Page extract:
Not much has changed in our portfolio. Our 3 biggest positions comprise ~45% of the portfolio, 15% is in cash or equivalents, and we have 7 middling positions, some of which are what’s carried our overall returns so far this year.

Most Valuable Pipeline (per mile at least)

Equitrans Midstream ( ETRN ) is a small position in the fund—less than 6%—and has been a decent contributor to performance YTD, but it hasn’t been a smooth ride in the least. ETRN is the operator and majority owner of the Mountain Valley Pipeline (MVP), a 303-mile natural gas pipeline proposed in 2014, approved by the FERC in 2017, and started construction in 2018. The estimated build cost was $3.5 billion, and the estimated completion date was early 2019. Now 4+ years behind schedule due to litigation and $3.1 billion OVER budget, and we might have line of sight to flowing gas by year-end 2023.

Maybe. Section 324 of the Fiscal Responsibility Act expedited the completion of MVP by approving all remaining permits and by directing all appeals to the validity of the law to DC district courts. But it appears not even an act of Congress can get the final 10% of the project across the finish line. The 4 th Circuit Court has once again issued a stay to halt construction as they consider arguments from environmental groups that the debt ceiling negotiation was unconstitutional.

We started buying ETRN in February 2022 around $7 a share and averaged down when presented the opportunity, resulting in an average cost basis of $6.87 on the common equity. In addition, we added call options to take advantage of the excess volatility, including Jan 24’ $5 strikes for $.55 per contract this past April when the stock fell to $4.60. While I’m generally opposed to catalyst driven investment theses, for some reason the math on this one made sense to me. In the event MVP was scrapped we thought the existing assets were worth $6 - $7 a share, and that the company could possibly maintain the dividend, or would for at least another several quarters, which provided a high-single-digit yield. In other words, at a mid-single-digit entry price we thought our downside was extremely limited.

Recorded data:
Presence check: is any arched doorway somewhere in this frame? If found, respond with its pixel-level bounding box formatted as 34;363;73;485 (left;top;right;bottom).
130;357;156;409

Task instructions:
Can you write out the fund letter's wording from "We started buying" up to and including "was extremely limited."? The material comes from a separate source and has no connection to the fund letter.

Response to the exercise:
We started buying ETRN in February 2022 around $7 a share and averaged down when presented the opportunity, resulting in an average cost basis of $6.87 on the common equity. In addition, we added call options to take advantage of the excess volatility, including Jan 24’ $5 strikes for $.55 per contract this past April when the stock fell to $4.60. While I’m generally opposed to catalyst driven investment theses, for some reason the math on this one made sense to me. In the event MVP was scrapped we thought the existing assets were worth $6 - $7 a share, and that the company could possibly maintain the dividend, or would for at least another several quarters, which provided a high-single-digit yield. In other words, at a mid-single-digit entry price we thought our downside was extremely limited.